● To do:
Word-for-word transcription needed. Include every entry below but no pictures.

Collected data entries
:::
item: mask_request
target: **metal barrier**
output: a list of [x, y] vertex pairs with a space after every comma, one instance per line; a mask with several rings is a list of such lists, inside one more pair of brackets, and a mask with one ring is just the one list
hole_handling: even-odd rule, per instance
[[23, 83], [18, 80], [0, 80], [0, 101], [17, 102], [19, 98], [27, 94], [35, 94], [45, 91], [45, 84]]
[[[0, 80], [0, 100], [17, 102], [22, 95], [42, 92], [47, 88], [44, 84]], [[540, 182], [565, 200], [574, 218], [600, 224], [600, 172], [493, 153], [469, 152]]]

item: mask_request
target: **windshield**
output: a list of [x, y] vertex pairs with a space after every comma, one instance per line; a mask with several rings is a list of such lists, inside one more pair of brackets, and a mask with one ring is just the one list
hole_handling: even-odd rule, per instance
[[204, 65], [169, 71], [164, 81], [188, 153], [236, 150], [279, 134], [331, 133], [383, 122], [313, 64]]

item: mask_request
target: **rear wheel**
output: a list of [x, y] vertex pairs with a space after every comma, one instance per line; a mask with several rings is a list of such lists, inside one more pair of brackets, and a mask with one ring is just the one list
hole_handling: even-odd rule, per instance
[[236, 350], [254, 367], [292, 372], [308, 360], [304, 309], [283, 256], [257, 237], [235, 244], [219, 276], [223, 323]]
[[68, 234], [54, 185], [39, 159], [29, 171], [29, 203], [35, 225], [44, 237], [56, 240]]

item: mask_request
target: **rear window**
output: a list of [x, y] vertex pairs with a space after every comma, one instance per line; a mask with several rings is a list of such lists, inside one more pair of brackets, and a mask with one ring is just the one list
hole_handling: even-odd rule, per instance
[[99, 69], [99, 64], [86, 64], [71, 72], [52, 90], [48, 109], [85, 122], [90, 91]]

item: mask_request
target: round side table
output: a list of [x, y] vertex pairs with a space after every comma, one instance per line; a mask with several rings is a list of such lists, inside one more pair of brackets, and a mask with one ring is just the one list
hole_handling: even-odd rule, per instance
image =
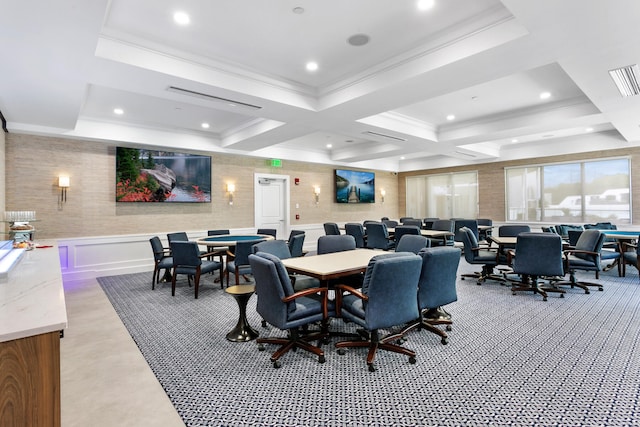
[[255, 285], [235, 285], [225, 289], [228, 294], [235, 298], [238, 303], [238, 308], [240, 309], [238, 323], [235, 328], [227, 334], [229, 341], [245, 342], [258, 338], [258, 332], [247, 322], [247, 302], [249, 302], [249, 298], [251, 298], [255, 290]]

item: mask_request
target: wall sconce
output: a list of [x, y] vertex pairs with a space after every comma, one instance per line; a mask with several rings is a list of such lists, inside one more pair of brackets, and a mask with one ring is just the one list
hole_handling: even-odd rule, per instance
[[67, 188], [69, 188], [69, 177], [60, 175], [58, 177], [58, 187], [60, 187], [60, 203], [67, 201]]
[[316, 205], [320, 202], [320, 186], [316, 185], [313, 187], [313, 194], [316, 196]]
[[236, 191], [235, 184], [227, 184], [227, 193], [229, 193], [229, 204], [233, 204], [233, 193]]
[[384, 191], [384, 188], [380, 189], [380, 196], [382, 196], [382, 200], [381, 202], [384, 203], [384, 196], [387, 194], [386, 191]]

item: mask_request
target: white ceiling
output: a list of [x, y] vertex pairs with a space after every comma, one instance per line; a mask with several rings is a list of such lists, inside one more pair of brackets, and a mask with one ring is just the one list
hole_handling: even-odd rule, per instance
[[640, 62], [636, 1], [5, 3], [10, 132], [390, 171], [640, 143], [608, 74]]

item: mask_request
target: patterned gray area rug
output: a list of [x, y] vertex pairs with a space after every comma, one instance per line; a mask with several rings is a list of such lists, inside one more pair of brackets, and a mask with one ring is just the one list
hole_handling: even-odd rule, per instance
[[[459, 273], [470, 272], [464, 260]], [[307, 352], [269, 361], [274, 346], [225, 339], [238, 307], [208, 276], [200, 297], [186, 282], [151, 290], [151, 273], [98, 281], [187, 426], [632, 426], [640, 424], [640, 280], [601, 275], [604, 292], [565, 298], [495, 282], [458, 281], [448, 345], [413, 331], [417, 363], [364, 349], [326, 363]], [[593, 275], [582, 276], [593, 279]], [[256, 297], [249, 322], [263, 336]], [[332, 328], [349, 330], [334, 320]]]

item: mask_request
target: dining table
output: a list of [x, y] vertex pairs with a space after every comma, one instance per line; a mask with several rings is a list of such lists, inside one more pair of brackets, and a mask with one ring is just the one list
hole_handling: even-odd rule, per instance
[[363, 273], [367, 269], [371, 258], [388, 253], [391, 252], [378, 249], [353, 249], [321, 255], [287, 258], [282, 260], [282, 264], [284, 264], [289, 273], [315, 277], [322, 286], [327, 286], [330, 280]]

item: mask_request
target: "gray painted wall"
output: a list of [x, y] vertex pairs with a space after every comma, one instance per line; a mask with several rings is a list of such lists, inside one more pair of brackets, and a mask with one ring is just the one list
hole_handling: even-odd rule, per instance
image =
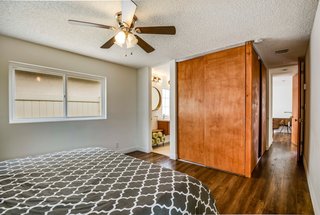
[[[108, 119], [9, 124], [9, 61], [106, 76]], [[88, 146], [135, 150], [136, 90], [135, 69], [0, 35], [0, 160]]]

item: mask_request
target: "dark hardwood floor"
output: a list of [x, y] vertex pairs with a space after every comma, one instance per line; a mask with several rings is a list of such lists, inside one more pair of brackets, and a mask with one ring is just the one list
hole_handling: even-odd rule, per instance
[[[273, 141], [277, 143], [289, 143], [291, 142], [290, 133], [275, 132], [273, 134]], [[294, 145], [292, 145], [294, 147]]]
[[136, 151], [128, 155], [202, 181], [211, 189], [220, 213], [313, 214], [303, 165], [297, 164], [296, 148], [290, 138], [285, 138], [272, 144], [250, 179], [156, 153]]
:::
● Result below:
item: mask_request
target: **metal barrier**
output: a list of [x, y] vertex pairs with a space after every comma, one instance per line; a mask with several rings is a list of such lists, inside one more pair of brackets, and a mask with one ring is just the one list
hole_handling: even-odd rule, per instance
[[23, 83], [18, 80], [0, 80], [0, 101], [17, 102], [19, 98], [27, 94], [35, 94], [45, 91], [45, 84]]
[[[0, 80], [0, 100], [17, 102], [22, 95], [42, 92], [47, 88], [44, 84]], [[540, 182], [565, 200], [574, 218], [600, 224], [600, 172], [493, 153], [469, 152]]]

item: mask_request
target: **windshield**
output: a list of [x, y] vertex pairs with a space after every comma, one instance per line; a mask with several rings is a list of such lists, inside one more pair of brackets, and a mask with one ring is just the one list
hole_handling: even-odd rule, per instance
[[204, 65], [169, 71], [164, 81], [188, 153], [236, 150], [279, 134], [331, 133], [383, 122], [313, 64]]

item: mask_request
target: **rear wheel**
output: a list of [x, y] vertex pairs with a space after every comma, one instance per line; a mask with several rings is a list of such lists, inside one more pair of brackets, and a mask with one ring is just the one list
hole_handling: even-odd rule, per instance
[[236, 350], [254, 367], [292, 372], [308, 360], [304, 309], [283, 256], [257, 237], [235, 244], [219, 276], [223, 323]]
[[68, 234], [54, 185], [39, 159], [29, 171], [29, 203], [35, 225], [44, 237], [56, 240]]

item: mask_request
target: **rear window**
output: a list of [x, y] vertex pairs with a space after every comma, one instance per line; a mask with several rings is a list of such lists, inside one more pair of brackets, and a mask with one ring is just the one list
hole_handling: even-odd rule, per instance
[[99, 69], [99, 64], [86, 64], [71, 72], [52, 90], [48, 109], [85, 122], [90, 91]]

item: mask_request
target: round side table
output: a list of [x, y] vertex pairs with a space after every comma, one instance per line; a mask with several rings is a list of such lists, inside one more pair of brackets, and a mask with one ring is just the one list
hole_handling: even-odd rule, per instance
image =
[[255, 285], [235, 285], [225, 289], [228, 294], [235, 298], [238, 303], [238, 308], [240, 309], [238, 323], [235, 328], [227, 334], [229, 341], [245, 342], [258, 338], [258, 332], [247, 322], [247, 302], [249, 302], [249, 298], [251, 298], [255, 290]]

item: mask_request
target: wall sconce
output: a list of [x, y] vertex pairs with a space after every comma, one instance per line; a mask with several rings is a list of such lists, inside one more pair of brackets, and a mask with one ring is just the one list
hole_handling: even-odd rule, per instance
[[67, 188], [69, 188], [69, 177], [60, 175], [58, 177], [58, 187], [60, 187], [60, 203], [67, 201]]
[[316, 205], [320, 202], [320, 186], [316, 185], [313, 187], [313, 194], [316, 196]]
[[236, 191], [235, 184], [227, 184], [227, 193], [229, 193], [229, 204], [233, 204], [233, 193]]
[[384, 191], [384, 188], [380, 189], [380, 196], [382, 196], [382, 200], [381, 202], [384, 203], [384, 196], [387, 194], [386, 191]]

item: mask_request
target: white ceiling
output: a list of [x, y] vertex pairs with a space after every comma, one instance per line; a mask with several rings is a list of such lists, inside one more pair of brackets, and a mask with one ring is just the one list
hole_handling: even-odd rule, per instance
[[640, 62], [636, 1], [5, 3], [10, 132], [390, 171], [640, 143], [608, 74]]

item: mask_request
target: patterned gray area rug
output: a list of [x, y] vertex pairs with a space after every comma, one instance per line; a mask with several rings is a list of such lists, inside one more pair of brackets, and a mask with one ring is just the one list
hole_handling: even-odd rule, per instance
[[[459, 273], [470, 272], [464, 260]], [[307, 352], [269, 361], [274, 346], [225, 339], [238, 307], [208, 276], [200, 297], [186, 282], [151, 290], [151, 273], [98, 281], [187, 426], [632, 426], [640, 424], [640, 280], [601, 275], [604, 292], [565, 298], [495, 282], [458, 281], [448, 345], [413, 331], [417, 363], [364, 349], [326, 363]], [[593, 275], [582, 276], [593, 279]], [[256, 297], [249, 322], [263, 336]], [[332, 328], [349, 330], [334, 320]]]

item: mask_request
target: dining table
output: a list of [x, y] vertex pairs with a space after every comma, one instance per line; a mask with several rings is a list of such lists, inside one more pair of brackets, and a mask with one ring is just the one list
hole_handling: even-odd rule, per instance
[[363, 273], [367, 269], [371, 258], [388, 253], [391, 252], [378, 249], [353, 249], [321, 255], [287, 258], [282, 260], [282, 264], [284, 264], [289, 273], [315, 277], [322, 286], [327, 286], [330, 280]]

item: mask_request
target: "gray painted wall"
output: a list of [x, y] vertex pairs with a space after every comma, one instance per line; a mask with several rings is a list of such lists, inside one more pair of brackets, and a mask with one ring is just the one list
hole_handling: even-odd rule, per instance
image =
[[[108, 119], [9, 124], [9, 61], [106, 76]], [[88, 146], [135, 150], [136, 90], [135, 69], [0, 35], [0, 160]]]

item: mask_request
target: "dark hardwood floor"
output: a list of [x, y] vertex pairs with a space after every comma, one instance per line; a mask with several rings is a list of such lists, inside one more pair of brackets, and a mask with one ring is just the one list
hole_handling: even-odd rule, per instance
[[[273, 141], [277, 143], [289, 143], [291, 142], [290, 133], [275, 132], [273, 134]], [[294, 145], [292, 145], [294, 147]]]
[[136, 151], [128, 155], [202, 181], [211, 189], [220, 213], [313, 214], [303, 165], [297, 164], [296, 148], [290, 138], [285, 138], [272, 144], [250, 179], [156, 153]]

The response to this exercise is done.